Death of a Chimney Sweep: A Hamish Macbeth Mystery

DEATH OF A CHIMNEY SWEEP takes readers to the remote Scottish Highlands, where Police Sergeant Hamish Macbeth has spent many a year solving crime in his inimitable fashion, while also finding time to mooch food from various people, poach fish from streams, and assiduously dodge various lovelorn women. This is M.C. Beaton's 27th novel in the successful and critically acclaimed cozy mystery series featuring the untraditional and always amusing Macbeth.

Hamish is stationed in his beloved little village of Lochdubh where he lives with his dog Lugs and wild cat Sonsie, both dearer to him than any of the women who appear occasionally to pursue him romantically. Hamish's beat extends to several small hamlets scattered through the Highlands. Drim is one of the more remote and dreary villages in Hamish's charge --- luckily nothing much happens there, allowing Hamish to visit it only rarely. However, when an English transplant to the Highlands, Captain Henry Davenport, is reported missing by his wife, Hamish steps in to investigate.

All the initial evidence points to the Captain having being killed by the local chimney sweep, Pete Ray, who was last seen cleaning the chimney of the manse that Davenport and his wife had bought after moving North. Pete is missing, as are some expensive candlesticks, and the unfortunate Captain's body is found stuffed in the chimney.

Hamish's sixth sense tells him that Pete is no cold-blooded killer. The simple-minded and perpetually soot-covered sweep had always lived in a small hut with precious few belongings. While other Scottish villages had moved on to having their chimneys vacuum cleaned, the villagers of Drim swore by the services of Pete, who even made a little extra money by kissing brides at weddings, to bring them luck according to local lore. Hamish's boss and thorn-in-his-side, Inspector Blair, is determined to declare Pete a robbery and murder suspect, much to Hamish's dismay. However, when Pete's body shows up lifeless in the moors with spurious evidence planted on him, Hamish knows he is on the trail of a devious murderer who will stop at nothing to get his way.

> _Dataset excerpt_:
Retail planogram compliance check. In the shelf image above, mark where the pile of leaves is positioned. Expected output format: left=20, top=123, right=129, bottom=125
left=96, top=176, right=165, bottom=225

> _Request 1_: List every character the Hamish Macbeth review names, including animals.
> _Request 2_: According to the Hamish Macbeth review, where was Pete Ray last seen?
> _Request 3_: Carry on the review of the chimney sweep mystery after its last sentence.

> _Reply 1_: Hamish Macbeth, Lugs, Sonsie, Captain Henry Davenport, Pete Ray, Inspector Blair

> _Reply 2_: Cleaning the chimney of the manse that Davenport and his wife had bought after moving North.

> _Reply 3_:
As the Sergeant starts to unravel the main characters' histories, he learns that nothing is as it seems on the surface. Far from having been the upstanding army man and lord of the manse that he liked to play, pompous Captain Davenport turns out to have been the perpetuator of many a get-rich-quick scheme that has earned him the hatred of former friends and colleagues. His flight north to the Scottish Highlands appears to have been inspired by the need to get away from the many people he defrauded. He also had been a nasty bully of a man, and his timid and browbeaten wife Milly is perhaps not too unhappy about his premature demise, especially as she soon begins to date a local newsman.

Hamish's pursuit of the truth behind the murders is stymied by the interference of Blair and his boss, Chief Inspector Daviot, and by Hamish's newly --- and reluctantly --- acquired constable, Torlich McBain. Hamish knows that Constable McBain, described by those who know him as "a wee sneak" and a religious fanatic, has been placed in Hamish's police station/home to spy on him. But wily Hamish is more than a match for his opponents, outwitting them with great ease at every turn. Soon enough Hamish has McBain filling his time with thankless tasks, while he continues putting media pressure on the top brass to solve the crime through carefully selected leaks to the press. As the clues start to emerge and Hamish closes in on the murderer, the body count rises precipitously, and the race is really on to solve the crimes before the killer strikes again.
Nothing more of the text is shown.